### ACTIONS TO TAKE
[A] In the forum post on blocked firewall ports, how did the writer find the connectivity problem?
[B] Decide whether each statement agrees with the forum post on blocked firewall ports, and answer yes or no for each, quoting the deciding words: (i) Incoming firewall ports were blocked on every host. (ii) The affected OSD was still able to talk out. (iii) The other OSDs kept marking that OSD as down.
[C] Carry on the forum post on blocked firewall ports from its final sentence.

Re: Check networking first?

Ben Hines <bhines@xxxxxxxxx> · Fri, 31 Jul 2015 17:19:24 -0700

I encountered a similar problem. Incoming firewall ports were blocked
on one host. So the other OSDs kept marking that OSD as down. But, it
could talk out, so it kept saying 'hey, i'm up, mark me up' so then
the other OSDs started trying to send it data again, causing backed up
requests.. Which goes on, ad infinitum. I had to figure out the
connectivity problem myself by looking in the OSD logs.

After a while, the cluster should just say 'no, you're not reachable,
stop putting yourself back into the cluster'.

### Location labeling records
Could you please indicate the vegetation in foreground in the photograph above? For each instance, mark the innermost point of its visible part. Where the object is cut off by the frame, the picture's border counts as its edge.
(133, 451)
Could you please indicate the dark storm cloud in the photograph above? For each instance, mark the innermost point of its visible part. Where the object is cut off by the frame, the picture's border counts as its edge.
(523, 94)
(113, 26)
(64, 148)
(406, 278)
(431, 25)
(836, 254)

### ANSWERS PER TASK
[A] By looking in the OSD logs.

[B]
(i) No: "Incoming firewall ports were blocked on one host."
(ii) Yes: "But, it could talk out"
(iii) Yes: "So the other OSDs kept marking that OSD as down."

[C]
-Ben

On Fri, Jul 31, 2015 at 11:21 AM, Jan Schermer <jan@xxxxxxxxxxx> wrote:
> I remember reading that ScaleIO (I think?) does something like this by regularly sending reports to a multicast group, thus any node with issues (or just overload) is reweighted or avoided automatically on the client. OSD map is the Ceph equivalent I guess. It makes sense to gather metrics and prioritize better performing OSDs over those with e.g. worse latencies, but it needs to update fast. But I believe that _network_ monitoring itself ought to be part of… a network monitoring system you should already have :-) and not a storage system that just happens to use network. I don’t remember seeing anything but a simple ping/traceroute/dns test in any SAN interface. If an OSD has issues it might be anything from a failing drive to a swapping OS and a number like “commit latency” (= response time average from the clients’ perspective) is maybe the ultimate metric of all for this purpose, irrespective of the root cause.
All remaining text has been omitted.